### Requirement
Copy every line of the data from the line containing "Spot the mug" down to the line containing "[[[0,82],[85,61],[86,39],[0,58]]]", both included, but shift each polygon coordinate in the answers by adding 111 to it.

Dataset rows
--- Start ---
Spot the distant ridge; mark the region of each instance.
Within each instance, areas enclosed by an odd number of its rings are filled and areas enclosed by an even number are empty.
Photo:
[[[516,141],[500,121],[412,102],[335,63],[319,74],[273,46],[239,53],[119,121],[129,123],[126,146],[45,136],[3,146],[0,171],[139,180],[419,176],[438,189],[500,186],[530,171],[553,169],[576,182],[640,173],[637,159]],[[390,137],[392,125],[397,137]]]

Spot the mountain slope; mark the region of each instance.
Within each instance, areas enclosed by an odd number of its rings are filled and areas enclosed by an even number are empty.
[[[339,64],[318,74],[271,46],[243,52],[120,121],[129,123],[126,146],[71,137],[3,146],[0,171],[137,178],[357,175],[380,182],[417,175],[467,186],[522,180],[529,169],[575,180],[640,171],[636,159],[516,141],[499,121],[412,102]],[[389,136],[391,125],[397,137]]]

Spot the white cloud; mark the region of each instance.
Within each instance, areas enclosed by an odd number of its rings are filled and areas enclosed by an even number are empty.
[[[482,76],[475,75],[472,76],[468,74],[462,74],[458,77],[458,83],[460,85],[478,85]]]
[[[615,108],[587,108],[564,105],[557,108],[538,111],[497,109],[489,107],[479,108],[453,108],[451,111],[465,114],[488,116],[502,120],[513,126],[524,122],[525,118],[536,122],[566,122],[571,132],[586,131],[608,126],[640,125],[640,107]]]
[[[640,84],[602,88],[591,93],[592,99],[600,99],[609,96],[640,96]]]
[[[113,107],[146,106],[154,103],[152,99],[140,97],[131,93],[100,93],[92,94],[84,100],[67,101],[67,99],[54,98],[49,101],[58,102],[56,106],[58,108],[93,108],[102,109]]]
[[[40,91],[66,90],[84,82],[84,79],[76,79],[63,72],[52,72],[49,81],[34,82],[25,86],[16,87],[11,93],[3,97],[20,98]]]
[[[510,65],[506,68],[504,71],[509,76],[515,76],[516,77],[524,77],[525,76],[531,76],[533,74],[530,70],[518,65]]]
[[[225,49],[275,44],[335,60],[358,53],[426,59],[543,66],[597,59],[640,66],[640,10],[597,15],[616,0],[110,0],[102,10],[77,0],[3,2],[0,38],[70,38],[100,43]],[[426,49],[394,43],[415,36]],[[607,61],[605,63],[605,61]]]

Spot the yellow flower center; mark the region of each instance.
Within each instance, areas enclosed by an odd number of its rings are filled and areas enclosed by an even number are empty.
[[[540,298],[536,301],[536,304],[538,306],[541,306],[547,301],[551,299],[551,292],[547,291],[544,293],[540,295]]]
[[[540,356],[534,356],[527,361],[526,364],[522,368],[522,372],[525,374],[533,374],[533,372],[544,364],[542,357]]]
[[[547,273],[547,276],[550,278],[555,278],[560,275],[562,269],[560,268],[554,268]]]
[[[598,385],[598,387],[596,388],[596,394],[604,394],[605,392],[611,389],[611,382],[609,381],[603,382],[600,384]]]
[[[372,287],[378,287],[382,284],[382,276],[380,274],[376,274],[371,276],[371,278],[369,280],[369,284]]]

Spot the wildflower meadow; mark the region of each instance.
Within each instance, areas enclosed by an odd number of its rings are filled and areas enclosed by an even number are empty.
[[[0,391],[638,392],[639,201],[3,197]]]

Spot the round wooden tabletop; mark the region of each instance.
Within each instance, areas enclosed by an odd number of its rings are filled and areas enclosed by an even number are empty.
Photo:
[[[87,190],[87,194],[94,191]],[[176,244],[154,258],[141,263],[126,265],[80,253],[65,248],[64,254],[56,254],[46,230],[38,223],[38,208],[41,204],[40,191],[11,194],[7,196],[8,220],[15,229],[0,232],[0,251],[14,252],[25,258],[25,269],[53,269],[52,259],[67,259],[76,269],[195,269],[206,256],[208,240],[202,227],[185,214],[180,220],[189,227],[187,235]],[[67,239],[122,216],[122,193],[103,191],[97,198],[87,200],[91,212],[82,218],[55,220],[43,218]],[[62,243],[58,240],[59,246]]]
--- End ---
--- Start ---
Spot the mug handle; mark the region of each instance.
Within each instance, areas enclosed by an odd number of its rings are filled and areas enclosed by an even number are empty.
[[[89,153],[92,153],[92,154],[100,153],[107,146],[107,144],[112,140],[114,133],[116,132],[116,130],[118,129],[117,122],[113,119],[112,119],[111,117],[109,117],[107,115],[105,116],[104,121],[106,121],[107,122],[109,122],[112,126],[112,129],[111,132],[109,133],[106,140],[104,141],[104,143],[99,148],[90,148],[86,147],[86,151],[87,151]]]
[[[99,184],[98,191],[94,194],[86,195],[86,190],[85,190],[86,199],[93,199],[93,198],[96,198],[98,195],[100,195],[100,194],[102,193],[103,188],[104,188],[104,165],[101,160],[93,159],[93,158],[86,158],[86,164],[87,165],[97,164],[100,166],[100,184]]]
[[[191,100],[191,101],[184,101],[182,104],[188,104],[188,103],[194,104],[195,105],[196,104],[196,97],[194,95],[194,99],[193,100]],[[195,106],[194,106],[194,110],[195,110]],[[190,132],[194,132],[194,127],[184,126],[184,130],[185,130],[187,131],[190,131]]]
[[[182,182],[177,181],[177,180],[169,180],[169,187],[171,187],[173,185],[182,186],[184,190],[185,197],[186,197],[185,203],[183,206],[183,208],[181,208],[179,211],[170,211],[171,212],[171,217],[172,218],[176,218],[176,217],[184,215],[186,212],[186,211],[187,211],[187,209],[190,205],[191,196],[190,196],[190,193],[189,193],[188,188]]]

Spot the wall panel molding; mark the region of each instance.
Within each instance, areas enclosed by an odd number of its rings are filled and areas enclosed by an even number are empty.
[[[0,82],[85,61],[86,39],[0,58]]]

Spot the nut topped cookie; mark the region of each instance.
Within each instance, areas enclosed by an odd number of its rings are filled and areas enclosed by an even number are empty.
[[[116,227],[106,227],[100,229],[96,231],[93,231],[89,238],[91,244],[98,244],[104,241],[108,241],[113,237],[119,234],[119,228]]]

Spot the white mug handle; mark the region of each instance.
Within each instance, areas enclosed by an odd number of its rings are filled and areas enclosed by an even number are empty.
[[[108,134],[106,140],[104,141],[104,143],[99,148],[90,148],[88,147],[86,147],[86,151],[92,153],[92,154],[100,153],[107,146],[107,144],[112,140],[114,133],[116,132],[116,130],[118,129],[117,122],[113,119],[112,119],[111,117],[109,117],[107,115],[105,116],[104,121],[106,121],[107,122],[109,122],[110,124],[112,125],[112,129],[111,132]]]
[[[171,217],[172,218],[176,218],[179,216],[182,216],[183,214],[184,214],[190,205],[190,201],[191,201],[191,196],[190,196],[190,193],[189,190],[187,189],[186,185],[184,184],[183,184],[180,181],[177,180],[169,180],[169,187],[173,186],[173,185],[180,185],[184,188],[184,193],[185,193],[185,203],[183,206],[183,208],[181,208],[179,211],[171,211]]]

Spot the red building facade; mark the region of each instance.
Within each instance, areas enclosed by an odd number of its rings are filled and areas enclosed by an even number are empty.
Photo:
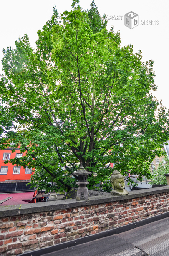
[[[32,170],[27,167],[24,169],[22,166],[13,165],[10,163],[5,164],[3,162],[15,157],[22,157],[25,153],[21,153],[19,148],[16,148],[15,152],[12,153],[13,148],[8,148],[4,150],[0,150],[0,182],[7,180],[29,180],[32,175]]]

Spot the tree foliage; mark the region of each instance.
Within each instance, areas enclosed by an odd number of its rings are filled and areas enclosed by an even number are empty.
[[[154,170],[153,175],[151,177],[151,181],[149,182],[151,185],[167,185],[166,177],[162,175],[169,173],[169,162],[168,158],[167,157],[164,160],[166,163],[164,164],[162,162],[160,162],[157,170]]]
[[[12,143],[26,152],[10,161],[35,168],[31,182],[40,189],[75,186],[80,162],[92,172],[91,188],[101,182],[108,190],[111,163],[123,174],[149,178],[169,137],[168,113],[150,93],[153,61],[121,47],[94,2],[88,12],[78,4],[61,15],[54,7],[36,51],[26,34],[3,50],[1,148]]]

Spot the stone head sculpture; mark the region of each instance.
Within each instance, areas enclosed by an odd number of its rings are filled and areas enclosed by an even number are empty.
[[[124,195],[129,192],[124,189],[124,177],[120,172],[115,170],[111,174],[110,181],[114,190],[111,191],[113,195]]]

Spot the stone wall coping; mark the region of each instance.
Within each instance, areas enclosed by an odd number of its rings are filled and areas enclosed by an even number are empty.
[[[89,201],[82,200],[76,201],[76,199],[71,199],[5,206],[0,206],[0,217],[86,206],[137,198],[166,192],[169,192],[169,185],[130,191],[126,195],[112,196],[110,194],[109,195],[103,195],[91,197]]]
--- End ---
### Response for this exercise
Spot the mug handle; mark the region of each instance.
Within each instance, areas enclosed by an odd number of its rings are filled and areas enclosed by an even number are empty.
[[[200,264],[203,264],[203,265],[211,264],[218,257],[218,255],[223,251],[225,244],[227,243],[227,241],[229,240],[228,233],[224,230],[223,230],[222,228],[220,228],[218,226],[216,227],[215,232],[217,232],[218,233],[220,233],[223,237],[223,240],[222,243],[220,244],[217,251],[215,252],[215,254],[210,259],[201,259],[197,258],[197,262],[198,262]]]
[[[210,295],[209,302],[205,305],[197,306],[197,301],[196,301],[197,310],[204,310],[204,309],[207,309],[209,306],[211,306],[211,305],[213,304],[214,299],[215,299],[215,276],[212,271],[204,270],[204,269],[197,269],[197,275],[198,276],[208,275],[211,277],[211,295]]]
[[[302,211],[302,212],[295,212],[293,215],[299,215],[299,214],[305,215],[306,216],[307,215],[307,208],[305,206],[305,210],[304,211]],[[306,217],[305,217],[305,221],[306,221]],[[301,243],[305,243],[305,238],[295,237],[295,241],[296,241],[298,242],[301,242]]]
[[[293,293],[288,292],[288,291],[280,291],[280,298],[282,298],[284,296],[293,297],[295,301],[296,308],[297,308],[296,314],[294,317],[294,319],[292,319],[290,322],[281,322],[282,323],[282,328],[283,329],[287,329],[287,328],[295,326],[297,323],[297,322],[298,322],[298,320],[301,316],[302,307],[301,307],[301,304],[300,304],[299,299]]]

Spot the wall panel molding; mark the region of each instance.
Within each instance, areas enclosed by an odd number of its rings are filled and areas enclosed by an even number are empty.
[[[111,193],[196,172],[197,150],[111,169]]]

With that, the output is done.